Especialistas de distintos países de América Latina participan en un diplomado que se dicta en Chile y que se orienta a desarrollar estrategias que potencien las Comunidades de Aprendizaje. La actividad es organizada por la Facultad de Psicología de la Universidad Adolfo Ibáñez (UAI), el instituto Natura, Focus y Crea de la Universidad de Barcelona.

El diplomado comenzó este lunes 9 de mayo y se extenderá hasta el próximo viernes 13. Participan educadores, sociólogos, psicólogos educacionales, administradores públicos, sociólogos y técnicos superiores en educación, interesados en convertirse en formadores de comunidades de aprendizaje provenientes de Chile, Argentina, Colombia, Perú y México.

Entre los expositores se cuentan Rocío García Carrión, investigadora del Centro Especial de Investigación en Teorías y Prácticas Superadoras de la Desigualdad (Crea) de la Universidad de Barcelona; Adriana Marigo, representante del Núcleo de Investigación y Acción Social y Educativa (Niase) de la Universidad Federal de San Carlos, y Renata Grinfeld, quien cuenta con una amplia experiencia como coordinadora de formación en Argentina, Chile, Perú, Colombia y México por el Instituto Natura. El decano de la Facultad de Psicología de la UAI, Jorge Sanhueza, también tiene activa participación en su calidad de formador de este tipo de comunidades.

La idea de formar Comunidades de Aprendizaje surgió en el Crea y en 1995 comenzó a ser aplicada en centros educativos de España. Actualmente está presente en Brasil, Argentina, Chile, México, Perú y Colombia a través del apoyo que le ha brindado la empresa de cosméticos Natura en toda la región latinoamericana.

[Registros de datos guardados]
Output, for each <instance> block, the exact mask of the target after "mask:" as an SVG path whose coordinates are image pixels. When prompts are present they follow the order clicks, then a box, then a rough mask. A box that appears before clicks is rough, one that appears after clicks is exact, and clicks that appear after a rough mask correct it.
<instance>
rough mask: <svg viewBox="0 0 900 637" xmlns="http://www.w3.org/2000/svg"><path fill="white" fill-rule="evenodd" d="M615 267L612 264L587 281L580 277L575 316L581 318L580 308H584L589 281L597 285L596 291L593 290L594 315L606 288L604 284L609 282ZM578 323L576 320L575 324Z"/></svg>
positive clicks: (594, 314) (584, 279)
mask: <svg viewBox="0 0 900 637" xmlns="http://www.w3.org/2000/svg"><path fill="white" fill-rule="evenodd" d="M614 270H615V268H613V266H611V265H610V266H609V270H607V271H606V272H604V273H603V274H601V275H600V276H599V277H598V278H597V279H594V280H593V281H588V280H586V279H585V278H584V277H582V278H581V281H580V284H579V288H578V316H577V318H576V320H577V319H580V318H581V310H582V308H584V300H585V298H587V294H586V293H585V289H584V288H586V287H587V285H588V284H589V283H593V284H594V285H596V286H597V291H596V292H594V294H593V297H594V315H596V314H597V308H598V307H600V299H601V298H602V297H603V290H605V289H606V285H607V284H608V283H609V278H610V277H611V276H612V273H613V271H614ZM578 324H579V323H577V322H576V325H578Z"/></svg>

▸ Qué hacer
1 - Pasa al inglés esta oración del texto sobre el diplomado de Comunidades de Aprendizaje: "El diplomado comenzó este lunes 9 de mayo y se extenderá hasta el próximo viernes 13."
2 - Retoma el texto sobre el diplomado de Comunidades de Aprendizaje y sigue escribiéndolo a partir de su última oración.

▸ Respuestas por tarea
1 - The diploma course began this Monday, May 9, and will run until next Friday, the 13th.

2 -
El modelo se funda en fomentar la participación e interacción con la comunidad educativa, especialmente las familias, los parientes, amigos y vecinos de los estudiantes. Sobre la base del aprendizaje dialógico, los establecimientos incorporan nuevas maneras de enseñanza, como tertulias literarias, bibliotecas tutorizadas, grupos interactivos, formación de familiares y participación interactiva de la comunidad.

En Europa, las Comunidades de Aprendizaje han mejorado todos los índices relativos al aprendizaje, la convivencia y la cohesión social, y contribuyen a reducir los índices de abandono, repetición y fracaso escolar.

En Chile, el primer colegio en sumarse a este modelo fue el de Alto Hospicio. Hoy el modelo está presente en Padre Hurtado, Melipilla, Cerrillos, Coronel, Vicuña, La Serena, La Pintana y Colina, conformando una Red de Comunidades de Aprendizaje que ha beneficiado hasta ahora a más de 3.500 niños.